**THE EXERCISE**
Return all of the rows below word for word, but leave the pictures out.

**EXTRACTED MATERIAL**
****

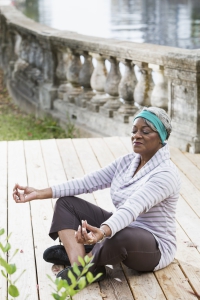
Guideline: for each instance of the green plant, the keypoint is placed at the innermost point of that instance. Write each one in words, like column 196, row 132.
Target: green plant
column 7, row 268
column 64, row 291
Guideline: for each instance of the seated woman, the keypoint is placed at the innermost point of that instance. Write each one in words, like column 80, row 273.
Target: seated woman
column 144, row 187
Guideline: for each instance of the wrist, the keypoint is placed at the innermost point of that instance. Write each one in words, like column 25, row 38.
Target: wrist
column 103, row 235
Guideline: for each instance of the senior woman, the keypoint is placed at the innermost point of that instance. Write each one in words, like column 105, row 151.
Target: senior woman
column 145, row 186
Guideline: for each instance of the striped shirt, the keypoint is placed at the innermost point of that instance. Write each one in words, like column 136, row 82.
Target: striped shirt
column 147, row 200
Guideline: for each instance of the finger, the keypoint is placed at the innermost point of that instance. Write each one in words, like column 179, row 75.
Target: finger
column 20, row 187
column 85, row 234
column 79, row 235
column 91, row 228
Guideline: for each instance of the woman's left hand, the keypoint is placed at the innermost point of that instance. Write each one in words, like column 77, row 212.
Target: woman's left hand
column 82, row 237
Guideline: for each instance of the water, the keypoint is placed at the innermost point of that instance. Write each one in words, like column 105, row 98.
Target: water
column 164, row 22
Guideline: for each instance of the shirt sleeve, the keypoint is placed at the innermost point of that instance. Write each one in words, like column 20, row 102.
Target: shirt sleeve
column 97, row 180
column 158, row 188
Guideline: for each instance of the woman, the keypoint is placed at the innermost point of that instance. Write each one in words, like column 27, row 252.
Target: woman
column 145, row 186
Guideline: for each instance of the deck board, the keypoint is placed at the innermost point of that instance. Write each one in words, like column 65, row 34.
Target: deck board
column 49, row 162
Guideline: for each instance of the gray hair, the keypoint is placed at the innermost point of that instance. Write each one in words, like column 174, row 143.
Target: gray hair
column 163, row 116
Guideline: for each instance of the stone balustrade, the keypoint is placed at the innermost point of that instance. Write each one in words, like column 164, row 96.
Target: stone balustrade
column 66, row 75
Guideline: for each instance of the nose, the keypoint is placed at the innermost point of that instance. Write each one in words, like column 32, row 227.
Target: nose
column 136, row 135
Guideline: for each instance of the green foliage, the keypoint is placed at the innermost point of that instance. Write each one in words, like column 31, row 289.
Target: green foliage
column 64, row 290
column 7, row 268
column 17, row 125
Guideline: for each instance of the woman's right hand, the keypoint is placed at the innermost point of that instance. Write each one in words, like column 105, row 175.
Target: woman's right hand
column 23, row 194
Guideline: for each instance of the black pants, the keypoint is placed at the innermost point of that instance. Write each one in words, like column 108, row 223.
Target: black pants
column 135, row 247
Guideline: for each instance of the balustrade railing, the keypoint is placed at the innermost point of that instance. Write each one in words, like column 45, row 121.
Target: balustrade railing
column 59, row 71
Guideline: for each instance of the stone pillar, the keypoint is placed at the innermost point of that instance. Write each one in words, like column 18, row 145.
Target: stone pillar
column 159, row 96
column 84, row 81
column 61, row 72
column 111, row 88
column 126, row 90
column 73, row 70
column 184, row 107
column 97, row 82
column 143, row 87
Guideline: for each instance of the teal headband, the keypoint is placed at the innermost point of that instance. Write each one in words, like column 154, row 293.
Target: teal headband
column 155, row 121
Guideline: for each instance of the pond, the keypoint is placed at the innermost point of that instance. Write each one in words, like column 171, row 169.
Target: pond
column 164, row 22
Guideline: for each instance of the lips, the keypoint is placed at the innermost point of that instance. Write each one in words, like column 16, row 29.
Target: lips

****

**TASK RESULT**
Guideline: for each instance of the green plant, the keypoint is placed at the innermost point of that instance. Write each one in words, like column 196, row 132.
Target: green plant
column 7, row 268
column 64, row 291
Guideline: for each instance of the seated woman, the keypoint is placed at the innermost point of that instance. Write each one in words, like column 80, row 273.
Target: seated woman
column 144, row 187
Guideline: for each instance of the wrist, the keypoint is placed at the innermost point of that instance. Write each one in words, like column 25, row 38.
Target: wrist
column 103, row 235
Guideline: for each instance of the senior woman, the keypoint is placed at the innermost point of that instance. Write each one in words, like column 105, row 151.
Target: senior woman
column 145, row 186
Guideline: for each instance of the striped shirt, the keypoint is placed at the innermost point of that instance. Write each one in words, like column 136, row 82.
Target: striped shirt
column 147, row 200
Guideline: for each instance of the finger, the keypoint is placed at the innermost point of that instance. Write each one in words, like column 179, row 75.
Target: finger
column 20, row 187
column 85, row 234
column 79, row 235
column 91, row 228
Guideline: for each instance of the woman's left hand, the keypoint is placed at the innermost point of that instance. Write each one in words, like column 77, row 212.
Target: woman's left hand
column 82, row 237
Guideline: for each instance of the water, the keypoint is placed at the innermost point of that instance. Write each one in words, like column 105, row 98.
Target: water
column 164, row 22
Guideline: for each instance of the shirt sleeve, the keypoint is placed at the innermost point of that instance. Write each one in words, like column 20, row 102.
Target: shirt sleeve
column 97, row 180
column 158, row 188
Guideline: for each instance of the woman, the keypoint is placed at the innermost point of that instance. Write each one in words, like column 27, row 252.
Target: woman
column 145, row 186
Guideline: for each instance of the deck board, the keypoint is placed at the innermost point of that instance. Write each one in words, like column 65, row 34.
Target: deck board
column 49, row 162
Guideline: for each instance of the gray hair, the keypoint is placed at the innermost point of that instance. Write each one in words, like column 174, row 143.
Target: gray hair
column 163, row 116
Guideline: for each instance of the stone balustrade, the keypoint is placed at the innermost point of that instance. Write each one in words, like column 164, row 96.
Target: stone balustrade
column 66, row 75
Guideline: for each instance of the nose, the keypoint is placed at the innermost point of that instance. Write each one in words, like column 32, row 227.
Target: nose
column 136, row 135
Guideline: for each instance of the green foliage, the keypoint is placed at the innermost point of that instance. Write each one in words, like column 31, row 289.
Target: green foliage
column 64, row 290
column 7, row 268
column 17, row 125
Guideline: for each instance of the woman's right hand, the keypoint is placed at the innermost point of that instance. Write each one in words, like column 105, row 175.
Target: woman's right hand
column 23, row 194
Guideline: for each instance of the black pants, the keypoint is placed at the innermost point of that instance. Write each one in words, like column 108, row 223.
Target: black pants
column 135, row 247
Guideline: for each instance of the balustrade railing, the keypoint is placed at the innermost point of that instance. Write each one in words, like column 45, row 121.
Target: balustrade railing
column 59, row 71
Guideline: for each instance of the stone pillar, the keypoint is placed at the innermost point of that instance. Write each one in words, like column 18, row 145.
Target: stone pillar
column 159, row 96
column 84, row 81
column 61, row 72
column 111, row 88
column 126, row 90
column 73, row 70
column 184, row 107
column 97, row 82
column 143, row 87
Guideline: for each instance of the teal headband, the keypoint is placed at the innermost point of that instance. Write each one in words, like column 154, row 293.
Target: teal headband
column 155, row 121
Guideline: for each instance of the pond, the keypoint is placed at the innermost point of that instance. Write each one in words, like column 171, row 169.
Target: pond
column 164, row 22
Guideline: for each instance of the lips, the keypoint is placed at the innermost point of that instance. Write each one in words, like column 16, row 29.
Target: lips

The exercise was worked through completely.